• Passage provided:

The new inductees were selected for their pioneering efforts in educational research and policy development.

Ball, the William H. Payne Collegiate Professor, began her career as an elementary classroom teacher and is one of the world’s leading scholars on mathematics education, teacher knowledge and teacher education—work advanced through several research projects that she directs at U-M.

She helped organize the Center for Proficiency in Teaching Mathematics and is part of a national panel advising the White House on reforming federal math policy.

Rowan, associate dean and the Burke A Hinsdale Collegiate Professor of Education, organized a six-year, large-scale, longitudinal study of the design, implementation and effectiveness of three of America’s largest comprehensive school reform initiatives. Rowan has also done research into the growing for-profit education industry. Rowan’s scholarly interests lie at the intersection of organization theory and school effectiveness research.

Over the years, Rowan has written on education as an institution, on the nature of teachers’ work, and on the effects of school organization, leadership, and instruction practice on student achievement.

Founded in 1965 to advance the highest quality education research and its use in policy formation and practice, the National Academy of Education (NAEd) is an honorary society that currently has 162 members and 12 foreign associates. Members are elected on the basis of outstanding scholarship or contributions to education, and over the years, its members have included such luminaries as anthropologist Margaret Meade and psychologist Jean Piaget.

• Excerpted records:

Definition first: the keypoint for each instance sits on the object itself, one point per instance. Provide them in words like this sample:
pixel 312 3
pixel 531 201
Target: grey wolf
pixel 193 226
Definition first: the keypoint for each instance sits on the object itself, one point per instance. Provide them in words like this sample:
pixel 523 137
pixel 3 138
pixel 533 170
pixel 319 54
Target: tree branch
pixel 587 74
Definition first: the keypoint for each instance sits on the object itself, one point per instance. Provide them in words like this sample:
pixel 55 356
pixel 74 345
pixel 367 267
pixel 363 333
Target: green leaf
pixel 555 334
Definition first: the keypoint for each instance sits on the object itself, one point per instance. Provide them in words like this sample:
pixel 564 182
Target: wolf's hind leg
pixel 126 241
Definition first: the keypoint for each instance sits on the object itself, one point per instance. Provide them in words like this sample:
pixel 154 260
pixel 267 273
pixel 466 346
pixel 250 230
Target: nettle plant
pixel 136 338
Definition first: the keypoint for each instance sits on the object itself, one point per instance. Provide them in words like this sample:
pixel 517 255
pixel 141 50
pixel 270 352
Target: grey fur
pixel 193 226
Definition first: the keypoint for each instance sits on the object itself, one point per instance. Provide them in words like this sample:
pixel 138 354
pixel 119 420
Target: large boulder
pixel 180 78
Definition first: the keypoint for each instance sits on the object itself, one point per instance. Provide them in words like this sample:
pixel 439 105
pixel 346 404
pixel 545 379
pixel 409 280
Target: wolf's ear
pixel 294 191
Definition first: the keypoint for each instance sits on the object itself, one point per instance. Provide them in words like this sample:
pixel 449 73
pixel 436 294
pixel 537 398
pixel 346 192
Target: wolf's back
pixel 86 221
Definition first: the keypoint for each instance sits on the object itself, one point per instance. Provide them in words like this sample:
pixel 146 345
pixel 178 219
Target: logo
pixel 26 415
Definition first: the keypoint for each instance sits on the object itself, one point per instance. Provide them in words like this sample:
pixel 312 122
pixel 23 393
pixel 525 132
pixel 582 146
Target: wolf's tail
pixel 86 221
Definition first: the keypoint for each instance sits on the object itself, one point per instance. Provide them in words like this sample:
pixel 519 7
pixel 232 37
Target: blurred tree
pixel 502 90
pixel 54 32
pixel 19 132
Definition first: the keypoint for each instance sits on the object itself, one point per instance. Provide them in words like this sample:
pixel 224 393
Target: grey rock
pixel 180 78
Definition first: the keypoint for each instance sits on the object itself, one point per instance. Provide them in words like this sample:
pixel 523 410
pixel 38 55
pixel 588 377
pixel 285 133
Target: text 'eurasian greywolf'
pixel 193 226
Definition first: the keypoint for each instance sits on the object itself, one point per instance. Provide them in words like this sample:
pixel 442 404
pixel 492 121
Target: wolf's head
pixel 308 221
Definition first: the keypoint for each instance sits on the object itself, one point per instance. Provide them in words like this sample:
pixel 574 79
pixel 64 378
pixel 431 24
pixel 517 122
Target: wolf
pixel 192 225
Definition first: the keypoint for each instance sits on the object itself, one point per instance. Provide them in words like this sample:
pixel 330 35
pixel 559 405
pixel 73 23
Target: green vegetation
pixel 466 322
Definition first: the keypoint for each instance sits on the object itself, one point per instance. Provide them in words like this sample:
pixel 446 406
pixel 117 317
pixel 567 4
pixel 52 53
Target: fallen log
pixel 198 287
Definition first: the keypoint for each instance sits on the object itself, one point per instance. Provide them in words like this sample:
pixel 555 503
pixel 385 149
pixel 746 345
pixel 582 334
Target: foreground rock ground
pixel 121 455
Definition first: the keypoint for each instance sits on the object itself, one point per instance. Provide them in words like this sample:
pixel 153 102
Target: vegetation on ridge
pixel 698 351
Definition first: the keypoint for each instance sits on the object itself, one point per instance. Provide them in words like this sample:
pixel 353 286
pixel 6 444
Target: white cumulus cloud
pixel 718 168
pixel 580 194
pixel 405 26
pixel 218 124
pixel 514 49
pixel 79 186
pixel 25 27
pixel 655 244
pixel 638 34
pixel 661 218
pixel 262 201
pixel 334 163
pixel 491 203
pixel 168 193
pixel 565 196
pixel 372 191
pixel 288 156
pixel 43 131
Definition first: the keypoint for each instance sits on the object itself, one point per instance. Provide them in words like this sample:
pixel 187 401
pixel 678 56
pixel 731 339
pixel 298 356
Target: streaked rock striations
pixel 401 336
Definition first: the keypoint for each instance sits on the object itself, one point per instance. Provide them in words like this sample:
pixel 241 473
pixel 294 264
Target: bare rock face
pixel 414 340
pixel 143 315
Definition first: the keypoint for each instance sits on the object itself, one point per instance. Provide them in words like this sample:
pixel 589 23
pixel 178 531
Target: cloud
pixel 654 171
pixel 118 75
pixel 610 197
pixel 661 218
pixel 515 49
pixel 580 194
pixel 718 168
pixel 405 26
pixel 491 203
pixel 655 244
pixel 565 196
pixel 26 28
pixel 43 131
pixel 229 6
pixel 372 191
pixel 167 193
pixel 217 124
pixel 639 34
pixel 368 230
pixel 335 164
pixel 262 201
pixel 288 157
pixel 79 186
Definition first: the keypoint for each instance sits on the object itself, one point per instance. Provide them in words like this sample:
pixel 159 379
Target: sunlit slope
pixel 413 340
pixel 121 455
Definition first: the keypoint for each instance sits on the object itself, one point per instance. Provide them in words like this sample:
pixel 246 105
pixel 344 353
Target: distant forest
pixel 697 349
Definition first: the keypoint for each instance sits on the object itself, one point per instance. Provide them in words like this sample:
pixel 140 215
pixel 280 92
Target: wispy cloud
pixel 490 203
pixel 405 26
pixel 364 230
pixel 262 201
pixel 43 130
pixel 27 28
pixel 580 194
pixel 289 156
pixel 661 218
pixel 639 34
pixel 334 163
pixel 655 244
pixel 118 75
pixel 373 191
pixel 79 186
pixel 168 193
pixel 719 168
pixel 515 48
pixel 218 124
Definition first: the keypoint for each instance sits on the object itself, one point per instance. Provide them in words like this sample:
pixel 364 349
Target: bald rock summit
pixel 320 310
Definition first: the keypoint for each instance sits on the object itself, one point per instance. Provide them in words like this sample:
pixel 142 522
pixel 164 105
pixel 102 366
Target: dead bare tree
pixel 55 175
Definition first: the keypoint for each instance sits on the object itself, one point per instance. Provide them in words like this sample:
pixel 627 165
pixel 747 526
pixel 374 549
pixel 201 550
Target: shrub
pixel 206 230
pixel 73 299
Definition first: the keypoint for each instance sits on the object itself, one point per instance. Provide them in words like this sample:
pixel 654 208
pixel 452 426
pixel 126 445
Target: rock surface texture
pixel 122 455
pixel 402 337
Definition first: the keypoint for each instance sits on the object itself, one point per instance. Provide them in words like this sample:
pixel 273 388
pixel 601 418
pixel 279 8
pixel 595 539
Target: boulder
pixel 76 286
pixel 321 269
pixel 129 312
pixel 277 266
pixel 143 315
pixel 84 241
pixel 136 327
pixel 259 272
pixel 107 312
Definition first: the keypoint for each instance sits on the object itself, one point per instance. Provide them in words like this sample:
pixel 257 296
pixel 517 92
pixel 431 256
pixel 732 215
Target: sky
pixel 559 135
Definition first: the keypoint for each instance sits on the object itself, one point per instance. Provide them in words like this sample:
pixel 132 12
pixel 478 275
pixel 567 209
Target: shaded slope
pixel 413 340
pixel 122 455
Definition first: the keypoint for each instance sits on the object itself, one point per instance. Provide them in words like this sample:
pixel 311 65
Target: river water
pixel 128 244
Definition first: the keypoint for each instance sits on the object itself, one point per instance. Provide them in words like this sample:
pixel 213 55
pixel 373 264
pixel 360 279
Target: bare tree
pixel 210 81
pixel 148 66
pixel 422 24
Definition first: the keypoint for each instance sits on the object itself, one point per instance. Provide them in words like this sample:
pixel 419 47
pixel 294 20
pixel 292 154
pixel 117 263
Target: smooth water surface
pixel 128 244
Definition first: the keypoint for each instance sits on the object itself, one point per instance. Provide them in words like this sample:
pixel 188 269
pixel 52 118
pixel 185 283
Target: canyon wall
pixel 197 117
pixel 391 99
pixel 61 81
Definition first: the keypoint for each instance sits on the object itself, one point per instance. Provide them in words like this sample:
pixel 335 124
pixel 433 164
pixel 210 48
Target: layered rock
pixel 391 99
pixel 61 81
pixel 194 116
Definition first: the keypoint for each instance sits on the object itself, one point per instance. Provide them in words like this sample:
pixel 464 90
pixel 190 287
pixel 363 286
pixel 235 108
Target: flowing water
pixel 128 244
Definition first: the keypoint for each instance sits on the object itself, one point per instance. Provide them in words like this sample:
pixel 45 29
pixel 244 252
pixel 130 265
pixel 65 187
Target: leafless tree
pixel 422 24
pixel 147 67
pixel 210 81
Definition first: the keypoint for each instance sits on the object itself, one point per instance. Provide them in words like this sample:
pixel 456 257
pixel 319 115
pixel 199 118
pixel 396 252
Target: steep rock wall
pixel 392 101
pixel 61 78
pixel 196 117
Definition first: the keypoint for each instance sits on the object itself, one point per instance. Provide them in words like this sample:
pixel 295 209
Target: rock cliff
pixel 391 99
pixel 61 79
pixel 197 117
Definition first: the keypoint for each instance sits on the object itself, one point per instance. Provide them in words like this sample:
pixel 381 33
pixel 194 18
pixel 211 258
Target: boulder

• Task instructions:
In the text about the new inductees, rewrite the paragraph beginning "Rowan, associate dean" as a bulleted list that keeps its main facts.

• Output for this exercise:
- Rowan is associate dean and the Burke A Hinsdale Collegiate Professor of Education.
- Rowan organized a six-year, large-scale, longitudinal study of the design, implementation and effectiveness of three of America's largest comprehensive school reform initiatives.
- Rowan has also researched the growing for-profit education industry.
- Rowan's scholarly interests lie where organization theory and school effectiveness research intersect.